▸ Enunciado da tarefa
Troque "belly" por "head" nos dados, começando na primeira linha e terminando na linha que contém "280L384 299L358 242L361". Copie esse trecho com todo o resto sem mudança e deixe as imagens de fora.

▸ Linhas de dados
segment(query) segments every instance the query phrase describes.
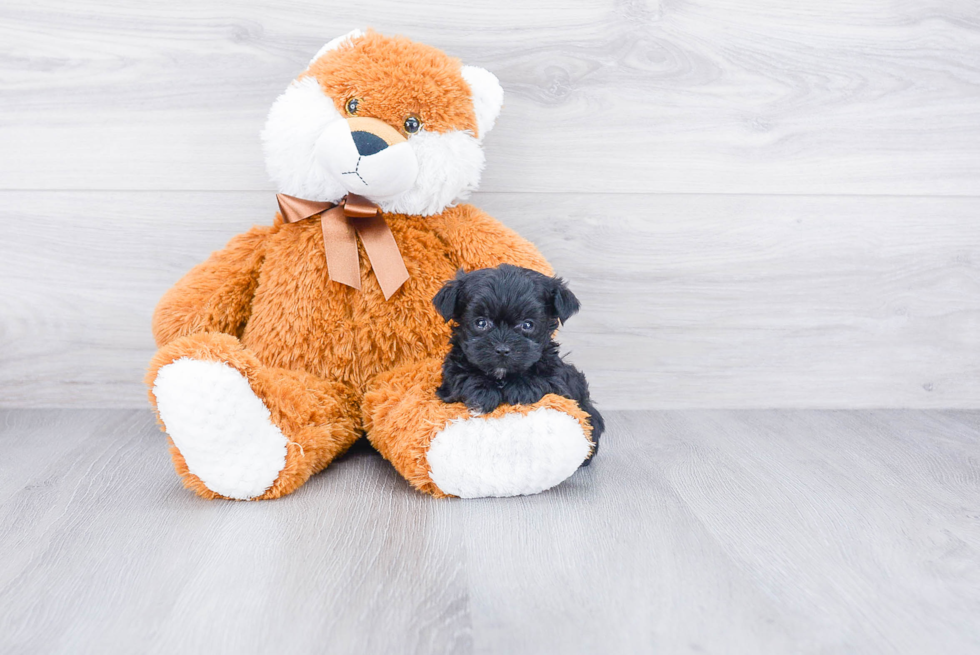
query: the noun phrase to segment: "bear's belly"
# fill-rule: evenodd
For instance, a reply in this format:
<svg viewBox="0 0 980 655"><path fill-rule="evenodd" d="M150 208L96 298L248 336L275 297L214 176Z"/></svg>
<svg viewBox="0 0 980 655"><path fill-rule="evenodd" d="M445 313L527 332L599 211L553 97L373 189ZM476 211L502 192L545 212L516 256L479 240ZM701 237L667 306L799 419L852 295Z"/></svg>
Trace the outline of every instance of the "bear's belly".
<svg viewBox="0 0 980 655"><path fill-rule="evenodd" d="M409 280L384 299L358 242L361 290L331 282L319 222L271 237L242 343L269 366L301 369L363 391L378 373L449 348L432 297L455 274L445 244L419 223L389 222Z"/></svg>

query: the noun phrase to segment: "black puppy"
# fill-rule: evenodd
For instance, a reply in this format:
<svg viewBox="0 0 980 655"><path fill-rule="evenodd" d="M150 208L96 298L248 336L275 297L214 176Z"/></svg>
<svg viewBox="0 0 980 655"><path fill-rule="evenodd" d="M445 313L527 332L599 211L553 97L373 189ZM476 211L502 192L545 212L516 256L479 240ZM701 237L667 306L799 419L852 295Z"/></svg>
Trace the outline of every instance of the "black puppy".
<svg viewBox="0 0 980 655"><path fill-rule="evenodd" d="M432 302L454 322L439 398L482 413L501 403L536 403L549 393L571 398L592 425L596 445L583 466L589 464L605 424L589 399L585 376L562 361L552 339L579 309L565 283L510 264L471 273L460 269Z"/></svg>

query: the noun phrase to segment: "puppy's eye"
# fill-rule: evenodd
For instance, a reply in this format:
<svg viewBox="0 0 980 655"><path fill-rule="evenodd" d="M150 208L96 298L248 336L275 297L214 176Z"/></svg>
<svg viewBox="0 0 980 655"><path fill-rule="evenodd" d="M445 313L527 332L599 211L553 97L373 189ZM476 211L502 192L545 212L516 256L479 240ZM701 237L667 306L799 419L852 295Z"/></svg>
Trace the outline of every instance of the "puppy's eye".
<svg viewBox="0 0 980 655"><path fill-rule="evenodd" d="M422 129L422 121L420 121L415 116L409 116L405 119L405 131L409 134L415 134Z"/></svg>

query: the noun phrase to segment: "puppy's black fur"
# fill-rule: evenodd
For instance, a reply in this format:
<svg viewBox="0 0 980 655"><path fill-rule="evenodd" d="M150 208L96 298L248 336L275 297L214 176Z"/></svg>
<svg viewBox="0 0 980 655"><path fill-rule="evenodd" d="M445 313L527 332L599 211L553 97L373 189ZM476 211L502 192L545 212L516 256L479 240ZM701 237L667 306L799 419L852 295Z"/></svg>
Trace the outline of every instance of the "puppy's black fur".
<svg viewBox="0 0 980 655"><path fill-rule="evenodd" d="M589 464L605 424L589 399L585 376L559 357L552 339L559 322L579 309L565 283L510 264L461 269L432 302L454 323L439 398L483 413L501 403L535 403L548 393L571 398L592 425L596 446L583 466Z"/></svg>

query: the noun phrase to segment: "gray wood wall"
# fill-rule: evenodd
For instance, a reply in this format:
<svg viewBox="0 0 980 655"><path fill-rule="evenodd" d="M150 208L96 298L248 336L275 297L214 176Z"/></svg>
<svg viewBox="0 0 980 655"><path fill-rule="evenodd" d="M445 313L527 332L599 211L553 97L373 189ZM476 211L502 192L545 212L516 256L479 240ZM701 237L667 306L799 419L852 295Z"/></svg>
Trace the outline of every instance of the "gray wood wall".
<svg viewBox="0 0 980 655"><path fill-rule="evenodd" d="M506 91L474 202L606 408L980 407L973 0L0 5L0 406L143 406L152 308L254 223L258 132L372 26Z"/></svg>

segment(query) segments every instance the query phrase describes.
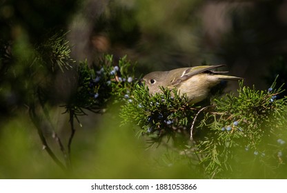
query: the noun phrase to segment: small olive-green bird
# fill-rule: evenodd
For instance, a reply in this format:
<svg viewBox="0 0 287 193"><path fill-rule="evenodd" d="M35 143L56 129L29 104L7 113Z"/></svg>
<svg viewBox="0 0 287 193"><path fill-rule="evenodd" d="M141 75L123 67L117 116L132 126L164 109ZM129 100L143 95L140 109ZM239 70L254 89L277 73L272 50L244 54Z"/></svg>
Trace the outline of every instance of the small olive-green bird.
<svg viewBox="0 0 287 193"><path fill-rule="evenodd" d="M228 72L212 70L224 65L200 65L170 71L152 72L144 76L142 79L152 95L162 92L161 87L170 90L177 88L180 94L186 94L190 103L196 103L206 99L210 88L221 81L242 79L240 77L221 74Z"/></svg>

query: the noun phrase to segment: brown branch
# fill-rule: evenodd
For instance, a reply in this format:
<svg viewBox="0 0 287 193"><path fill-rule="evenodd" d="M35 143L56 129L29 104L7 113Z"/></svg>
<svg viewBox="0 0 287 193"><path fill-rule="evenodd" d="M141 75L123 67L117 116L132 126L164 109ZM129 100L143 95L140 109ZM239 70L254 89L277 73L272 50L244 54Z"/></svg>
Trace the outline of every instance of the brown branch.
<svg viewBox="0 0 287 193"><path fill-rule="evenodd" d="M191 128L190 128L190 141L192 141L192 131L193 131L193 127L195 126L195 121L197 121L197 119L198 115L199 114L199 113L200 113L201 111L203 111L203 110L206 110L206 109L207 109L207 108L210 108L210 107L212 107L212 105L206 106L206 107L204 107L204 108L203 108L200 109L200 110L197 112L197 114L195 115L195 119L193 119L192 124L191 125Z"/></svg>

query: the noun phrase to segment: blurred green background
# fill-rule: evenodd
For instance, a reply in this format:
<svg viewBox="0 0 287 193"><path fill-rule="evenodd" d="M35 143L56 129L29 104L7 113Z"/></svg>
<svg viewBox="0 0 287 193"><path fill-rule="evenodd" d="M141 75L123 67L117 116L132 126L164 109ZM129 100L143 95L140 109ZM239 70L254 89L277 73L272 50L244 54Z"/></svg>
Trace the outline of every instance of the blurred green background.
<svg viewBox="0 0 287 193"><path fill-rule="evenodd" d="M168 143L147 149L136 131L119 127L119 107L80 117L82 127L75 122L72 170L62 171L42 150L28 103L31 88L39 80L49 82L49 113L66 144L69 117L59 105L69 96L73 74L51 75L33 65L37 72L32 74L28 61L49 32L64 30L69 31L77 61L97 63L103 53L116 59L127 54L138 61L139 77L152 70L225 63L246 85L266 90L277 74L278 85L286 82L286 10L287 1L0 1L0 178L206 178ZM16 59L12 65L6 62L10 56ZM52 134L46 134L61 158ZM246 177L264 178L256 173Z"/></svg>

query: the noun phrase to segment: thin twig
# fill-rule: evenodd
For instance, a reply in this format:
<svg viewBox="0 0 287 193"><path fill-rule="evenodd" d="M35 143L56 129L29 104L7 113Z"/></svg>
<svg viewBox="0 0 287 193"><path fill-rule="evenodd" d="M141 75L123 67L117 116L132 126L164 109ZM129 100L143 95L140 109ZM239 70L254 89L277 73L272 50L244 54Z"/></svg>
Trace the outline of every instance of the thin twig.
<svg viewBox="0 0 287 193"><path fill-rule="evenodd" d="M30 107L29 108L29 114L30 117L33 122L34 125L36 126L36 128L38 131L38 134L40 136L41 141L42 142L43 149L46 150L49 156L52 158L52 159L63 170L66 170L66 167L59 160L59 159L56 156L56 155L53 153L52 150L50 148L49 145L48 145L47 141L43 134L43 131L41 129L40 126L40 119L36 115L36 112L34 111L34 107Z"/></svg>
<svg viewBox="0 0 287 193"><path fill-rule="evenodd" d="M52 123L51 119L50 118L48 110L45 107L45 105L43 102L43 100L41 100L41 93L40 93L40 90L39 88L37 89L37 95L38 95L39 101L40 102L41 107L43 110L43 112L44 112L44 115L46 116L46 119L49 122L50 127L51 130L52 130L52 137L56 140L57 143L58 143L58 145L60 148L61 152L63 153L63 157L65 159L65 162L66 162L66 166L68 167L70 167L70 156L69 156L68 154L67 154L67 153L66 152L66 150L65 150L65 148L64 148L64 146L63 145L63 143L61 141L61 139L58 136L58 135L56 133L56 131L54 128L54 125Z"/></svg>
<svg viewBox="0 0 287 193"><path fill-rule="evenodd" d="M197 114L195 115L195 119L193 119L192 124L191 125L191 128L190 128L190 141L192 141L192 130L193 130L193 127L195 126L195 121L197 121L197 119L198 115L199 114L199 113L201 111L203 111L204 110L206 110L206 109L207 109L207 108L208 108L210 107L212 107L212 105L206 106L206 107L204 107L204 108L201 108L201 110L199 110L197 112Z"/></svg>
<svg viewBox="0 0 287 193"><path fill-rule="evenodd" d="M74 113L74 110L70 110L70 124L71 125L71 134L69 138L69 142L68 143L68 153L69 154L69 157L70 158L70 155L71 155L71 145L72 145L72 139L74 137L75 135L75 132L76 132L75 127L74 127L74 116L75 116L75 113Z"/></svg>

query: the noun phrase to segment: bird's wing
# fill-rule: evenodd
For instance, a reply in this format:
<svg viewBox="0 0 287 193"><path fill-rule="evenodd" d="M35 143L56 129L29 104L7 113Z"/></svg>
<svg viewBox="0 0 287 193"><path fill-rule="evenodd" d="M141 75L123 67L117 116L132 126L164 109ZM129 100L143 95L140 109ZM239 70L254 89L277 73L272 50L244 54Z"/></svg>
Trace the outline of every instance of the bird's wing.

▸ Resposta do exercício
segment(query) segments every instance the query phrase describes.
query: the noun phrase to segment: "bear's head"
# fill-rule: evenodd
For instance, a reply in this format:
<svg viewBox="0 0 980 655"><path fill-rule="evenodd" d="M150 208L96 298L248 336L275 297L214 176Z"/></svg>
<svg viewBox="0 0 980 655"><path fill-rule="evenodd" d="M445 313L527 332L599 211L553 97L373 189ZM476 211L502 192L545 212L516 256L479 240ZM701 237L667 306L799 419L852 295Z"/></svg>
Trace the outline of every instance of the "bear's head".
<svg viewBox="0 0 980 655"><path fill-rule="evenodd" d="M409 280L384 299L358 242L361 290L331 282L319 222L271 237L242 343L269 366L301 369L363 391L378 373L449 348L432 297L455 274L445 244L419 223L389 222Z"/></svg>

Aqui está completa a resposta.